**Task statement:**
Your response should be the complete set of records, reproduced exactly.

(Collected data)
****

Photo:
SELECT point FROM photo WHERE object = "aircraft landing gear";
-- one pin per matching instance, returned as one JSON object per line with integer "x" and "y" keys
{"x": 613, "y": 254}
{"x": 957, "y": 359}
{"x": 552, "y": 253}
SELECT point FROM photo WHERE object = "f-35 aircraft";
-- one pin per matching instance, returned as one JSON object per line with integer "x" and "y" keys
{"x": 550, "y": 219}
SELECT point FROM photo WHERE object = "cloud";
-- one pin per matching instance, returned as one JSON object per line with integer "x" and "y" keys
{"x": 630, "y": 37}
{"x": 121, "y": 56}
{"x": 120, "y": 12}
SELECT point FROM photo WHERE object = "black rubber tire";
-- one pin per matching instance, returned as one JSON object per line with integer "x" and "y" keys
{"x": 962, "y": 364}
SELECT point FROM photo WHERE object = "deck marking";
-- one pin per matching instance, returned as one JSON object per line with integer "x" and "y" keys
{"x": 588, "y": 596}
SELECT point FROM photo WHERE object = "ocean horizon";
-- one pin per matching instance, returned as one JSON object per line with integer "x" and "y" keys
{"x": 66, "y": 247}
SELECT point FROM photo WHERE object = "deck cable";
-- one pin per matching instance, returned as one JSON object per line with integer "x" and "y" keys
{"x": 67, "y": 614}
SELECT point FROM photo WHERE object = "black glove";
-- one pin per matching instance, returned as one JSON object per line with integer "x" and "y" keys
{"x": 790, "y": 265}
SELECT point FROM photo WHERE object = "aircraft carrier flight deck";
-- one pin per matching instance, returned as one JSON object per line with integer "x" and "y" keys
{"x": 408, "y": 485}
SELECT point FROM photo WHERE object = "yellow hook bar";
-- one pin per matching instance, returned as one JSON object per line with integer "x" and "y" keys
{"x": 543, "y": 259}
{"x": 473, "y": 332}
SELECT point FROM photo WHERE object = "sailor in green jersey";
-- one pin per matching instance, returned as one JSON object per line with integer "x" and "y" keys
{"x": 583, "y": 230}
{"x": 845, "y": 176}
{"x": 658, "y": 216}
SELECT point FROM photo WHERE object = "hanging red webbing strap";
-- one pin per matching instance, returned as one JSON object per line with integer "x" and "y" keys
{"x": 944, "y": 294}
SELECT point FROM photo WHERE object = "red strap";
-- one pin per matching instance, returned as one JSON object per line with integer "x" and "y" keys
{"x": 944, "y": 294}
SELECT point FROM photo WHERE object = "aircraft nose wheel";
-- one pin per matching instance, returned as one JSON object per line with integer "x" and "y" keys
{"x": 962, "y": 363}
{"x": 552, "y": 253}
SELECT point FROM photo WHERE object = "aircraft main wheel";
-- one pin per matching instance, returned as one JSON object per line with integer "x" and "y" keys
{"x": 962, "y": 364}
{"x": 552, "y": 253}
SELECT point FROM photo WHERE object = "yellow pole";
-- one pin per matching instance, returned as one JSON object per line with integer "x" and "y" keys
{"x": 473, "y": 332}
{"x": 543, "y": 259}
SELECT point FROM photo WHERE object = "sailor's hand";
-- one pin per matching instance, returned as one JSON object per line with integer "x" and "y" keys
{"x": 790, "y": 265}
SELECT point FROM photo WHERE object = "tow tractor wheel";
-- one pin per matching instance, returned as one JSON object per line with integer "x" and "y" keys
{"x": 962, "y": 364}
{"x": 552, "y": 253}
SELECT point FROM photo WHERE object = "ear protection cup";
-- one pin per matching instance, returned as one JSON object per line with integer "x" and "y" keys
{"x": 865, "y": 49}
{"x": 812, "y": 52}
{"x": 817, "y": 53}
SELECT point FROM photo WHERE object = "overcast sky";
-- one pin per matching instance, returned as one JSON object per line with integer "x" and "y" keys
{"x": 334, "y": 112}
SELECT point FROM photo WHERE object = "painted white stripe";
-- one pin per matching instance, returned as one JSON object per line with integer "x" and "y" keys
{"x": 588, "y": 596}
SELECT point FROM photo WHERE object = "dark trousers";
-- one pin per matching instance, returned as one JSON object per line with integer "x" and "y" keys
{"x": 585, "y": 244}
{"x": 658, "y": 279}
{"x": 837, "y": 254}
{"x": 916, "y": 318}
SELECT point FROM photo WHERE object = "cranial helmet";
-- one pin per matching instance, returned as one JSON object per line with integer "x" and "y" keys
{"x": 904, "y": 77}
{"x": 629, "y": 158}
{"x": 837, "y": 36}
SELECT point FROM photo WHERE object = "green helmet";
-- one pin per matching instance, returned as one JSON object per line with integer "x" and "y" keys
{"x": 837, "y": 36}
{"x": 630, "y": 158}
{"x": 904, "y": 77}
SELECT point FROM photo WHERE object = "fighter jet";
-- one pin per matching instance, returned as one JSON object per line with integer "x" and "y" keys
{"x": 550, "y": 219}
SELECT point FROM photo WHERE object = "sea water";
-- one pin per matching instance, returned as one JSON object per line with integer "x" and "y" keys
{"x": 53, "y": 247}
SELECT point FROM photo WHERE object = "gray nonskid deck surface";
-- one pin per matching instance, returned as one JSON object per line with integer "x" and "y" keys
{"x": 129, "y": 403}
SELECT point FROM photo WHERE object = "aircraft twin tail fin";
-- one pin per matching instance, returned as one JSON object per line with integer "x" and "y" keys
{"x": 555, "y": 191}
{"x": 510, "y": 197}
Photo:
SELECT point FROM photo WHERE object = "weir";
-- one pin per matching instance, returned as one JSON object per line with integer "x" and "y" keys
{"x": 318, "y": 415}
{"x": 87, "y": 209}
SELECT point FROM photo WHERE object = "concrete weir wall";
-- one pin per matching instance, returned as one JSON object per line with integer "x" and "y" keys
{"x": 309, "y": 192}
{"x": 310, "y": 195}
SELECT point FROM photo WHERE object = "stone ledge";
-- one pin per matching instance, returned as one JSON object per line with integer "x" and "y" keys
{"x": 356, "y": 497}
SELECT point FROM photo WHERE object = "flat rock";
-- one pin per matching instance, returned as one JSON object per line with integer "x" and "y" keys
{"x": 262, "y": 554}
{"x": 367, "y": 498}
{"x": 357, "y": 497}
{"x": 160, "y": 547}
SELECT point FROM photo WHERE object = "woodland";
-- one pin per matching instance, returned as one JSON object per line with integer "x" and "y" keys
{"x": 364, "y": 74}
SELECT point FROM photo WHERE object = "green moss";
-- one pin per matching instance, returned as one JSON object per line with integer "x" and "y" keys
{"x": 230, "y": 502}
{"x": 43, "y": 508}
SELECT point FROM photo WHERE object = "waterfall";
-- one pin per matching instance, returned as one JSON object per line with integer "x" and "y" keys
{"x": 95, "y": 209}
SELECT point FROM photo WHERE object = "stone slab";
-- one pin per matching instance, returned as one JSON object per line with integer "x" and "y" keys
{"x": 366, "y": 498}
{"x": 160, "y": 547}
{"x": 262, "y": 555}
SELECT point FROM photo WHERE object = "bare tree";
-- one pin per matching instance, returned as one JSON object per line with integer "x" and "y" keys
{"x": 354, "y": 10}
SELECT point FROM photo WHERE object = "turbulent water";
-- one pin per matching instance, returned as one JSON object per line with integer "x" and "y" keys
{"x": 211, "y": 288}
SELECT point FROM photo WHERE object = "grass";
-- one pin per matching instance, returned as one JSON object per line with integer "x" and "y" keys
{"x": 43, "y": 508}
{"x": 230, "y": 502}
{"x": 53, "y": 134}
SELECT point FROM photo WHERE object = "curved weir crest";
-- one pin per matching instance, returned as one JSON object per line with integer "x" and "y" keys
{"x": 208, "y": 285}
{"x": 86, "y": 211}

****

**Response to the task:**
Photo:
SELECT point FROM photo WHERE object = "aircraft landing gear";
-- one pin per matching instance, returned as one JSON object per line with integer "x" and "y" keys
{"x": 613, "y": 254}
{"x": 957, "y": 359}
{"x": 552, "y": 253}
SELECT point FROM photo WHERE object = "f-35 aircraft";
-- one pin per matching instance, returned as one JSON object per line with integer "x" and "y" keys
{"x": 550, "y": 219}
SELECT point FROM photo WHERE object = "cloud";
-- one pin per matching instance, returned as one JSON object per line with integer "x" and "y" keys
{"x": 630, "y": 37}
{"x": 121, "y": 56}
{"x": 120, "y": 12}
SELECT point FROM photo WHERE object = "black rubber tire";
-- one pin per matching instance, returned as one JSON object per line with integer "x" and "y" keys
{"x": 962, "y": 364}
SELECT point FROM photo WHERE object = "deck marking";
-- one pin per matching instance, returned as one JSON object per line with integer "x" and "y" keys
{"x": 588, "y": 596}
SELECT point FROM photo WHERE object = "ocean horizon";
-- one pin per matching instance, returned as one JSON object per line with integer "x" and "y" keys
{"x": 66, "y": 247}
SELECT point FROM photo WHERE object = "deck cable";
-- one pin per matching instance, returned as one JSON object per line with integer "x" and "y" keys
{"x": 67, "y": 614}
SELECT point FROM photo WHERE object = "black glove";
-- one pin per matching instance, returned as one JSON object per line with integer "x" and "y" keys
{"x": 790, "y": 265}
SELECT point FROM photo WHERE object = "aircraft carrier flight deck";
-- one pin per matching instance, returned as one JSON object per line with integer "x" and "y" keys
{"x": 408, "y": 485}
SELECT point FROM photo WHERE object = "yellow hook bar";
-- one pin per matching instance, returned as one JSON object per line with integer "x" and "y" keys
{"x": 543, "y": 259}
{"x": 473, "y": 332}
SELECT point FROM photo WHERE object = "sailor in green jersey";
-- one pin per matching instance, returned as one JSON object per line with integer "x" and "y" keys
{"x": 583, "y": 230}
{"x": 845, "y": 176}
{"x": 658, "y": 216}
SELECT point FROM photo WHERE object = "hanging red webbing strap";
-- one pin per matching instance, returned as one JSON object per line with integer "x" and "y" keys
{"x": 944, "y": 294}
SELECT point FROM photo WHERE object = "red strap";
-- one pin per matching instance, returned as one JSON object per line with integer "x" and "y" keys
{"x": 944, "y": 294}
SELECT point FROM photo WHERE object = "aircraft nose wheel";
-- one pin per matching instance, returned as one JSON object per line with integer "x" and "y" keys
{"x": 962, "y": 363}
{"x": 552, "y": 253}
SELECT point FROM photo WHERE object = "aircraft main wheel";
-- one pin per matching instance, returned as one JSON object per line with integer "x" and "y" keys
{"x": 962, "y": 364}
{"x": 552, "y": 253}
SELECT point FROM photo WHERE object = "yellow pole";
-- one pin per matching instance, returned as one JSON object per line with integer "x" and "y" keys
{"x": 473, "y": 332}
{"x": 543, "y": 259}
SELECT point FROM photo WHERE object = "sailor's hand";
-- one pin per matching instance, returned as one JSON object per line with integer "x" and "y" keys
{"x": 790, "y": 265}
SELECT point FROM photo WHERE object = "tow tractor wheel";
-- one pin per matching instance, returned as one JSON object per line with integer "x" and "y" keys
{"x": 962, "y": 364}
{"x": 552, "y": 253}
SELECT point FROM photo WHERE object = "ear protection cup";
-- one pin per matching instance, returned as one JSON object per line with integer "x" and "y" keys
{"x": 865, "y": 49}
{"x": 812, "y": 52}
{"x": 817, "y": 53}
SELECT point FROM photo WHERE object = "overcast sky";
-- one pin per matching instance, returned as one JSON object per line with integer "x" and "y" keys
{"x": 334, "y": 112}
SELECT point FROM photo WHERE object = "painted white stripe";
-- one pin per matching instance, returned as one JSON object per line with integer "x" and "y" keys
{"x": 588, "y": 596}
SELECT point FROM photo WHERE object = "dark trousers";
-- one pin per matching instance, returned as one JSON object per line with integer "x" and "y" keys
{"x": 585, "y": 244}
{"x": 658, "y": 279}
{"x": 837, "y": 254}
{"x": 916, "y": 318}
SELECT point FROM photo WHERE object = "cranial helmet";
-- one pin per matching instance, returned as one JSON object per line with integer "x" and "y" keys
{"x": 904, "y": 77}
{"x": 629, "y": 158}
{"x": 837, "y": 36}
SELECT point FROM photo WHERE object = "green helmet";
-- one pin per matching instance, returned as one JSON object per line with integer "x" and "y" keys
{"x": 837, "y": 36}
{"x": 630, "y": 158}
{"x": 904, "y": 77}
SELECT point FROM photo WHERE object = "fighter jet";
-- one pin per matching instance, returned as one JSON object per line with integer "x" and "y" keys
{"x": 550, "y": 219}
SELECT point FROM photo WHERE object = "sea water";
-- one pin per matching instance, returned as one JSON object per line with integer "x" and "y" keys
{"x": 53, "y": 247}
SELECT point FROM photo WHERE object = "gray nonskid deck surface";
-- one pin per matching instance, returned as one JSON object per line with integer "x" and "y" keys
{"x": 129, "y": 403}
SELECT point FROM photo WHERE object = "aircraft twin tail fin";
-- one pin per matching instance, returned as one JSON object per line with integer "x" and "y" keys
{"x": 555, "y": 191}
{"x": 510, "y": 197}
Photo:
SELECT point FROM photo WHERE object = "weir";
-- one pin per matching instance, returned as one JSON object per line with integer "x" and "y" keys
{"x": 318, "y": 415}
{"x": 87, "y": 209}
SELECT point FROM photo WHERE object = "concrete weir wall";
-- one pin per matching instance, returned as one JSON object per line with integer "x" and "y" keys
{"x": 309, "y": 192}
{"x": 310, "y": 195}
SELECT point FROM photo WHERE object = "stone ledge";
-- one pin per matching instance, returned as one JSON object per line with integer "x" and "y" keys
{"x": 356, "y": 497}
SELECT point FROM photo WHERE object = "flat rock";
-- one pin per matching instance, returned as one JSON object per line with integer "x" and "y" keys
{"x": 262, "y": 554}
{"x": 367, "y": 498}
{"x": 357, "y": 497}
{"x": 160, "y": 547}
SELECT point FROM photo WHERE object = "woodland";
-- one pin per matching instance, returned as one JSON object per line with integer "x" and "y" keys
{"x": 364, "y": 74}
SELECT point FROM photo WHERE object = "green moss";
-- one pin per matching instance, returned as one JSON object per line with integer "x" and "y" keys
{"x": 230, "y": 502}
{"x": 43, "y": 508}
SELECT point FROM photo WHERE object = "waterfall";
-- one pin per matching instance, returned as one JSON object per line with integer "x" and "y" keys
{"x": 95, "y": 209}
SELECT point FROM photo WHERE object = "stone slab";
-- one pin per matching instance, returned as one JSON object per line with integer "x" and "y" keys
{"x": 366, "y": 498}
{"x": 160, "y": 547}
{"x": 262, "y": 555}
SELECT point FROM photo WHERE object = "bare tree";
-- one pin per matching instance, returned as one JSON object per line with integer "x" and "y" keys
{"x": 354, "y": 10}
SELECT point FROM photo WHERE object = "turbulent water";
-- one pin per matching instance, returned as one JSON object per line with integer "x" and "y" keys
{"x": 211, "y": 288}
SELECT point FROM photo WHERE object = "grass";
-- one pin per matching instance, returned as one JSON object per line with integer "x" and "y" keys
{"x": 43, "y": 508}
{"x": 230, "y": 502}
{"x": 53, "y": 134}
SELECT point FROM photo WHERE object = "curved weir crest";
-- one pin per matching instance, returned as one JSON object per line with integer "x" and "y" keys
{"x": 208, "y": 285}
{"x": 86, "y": 211}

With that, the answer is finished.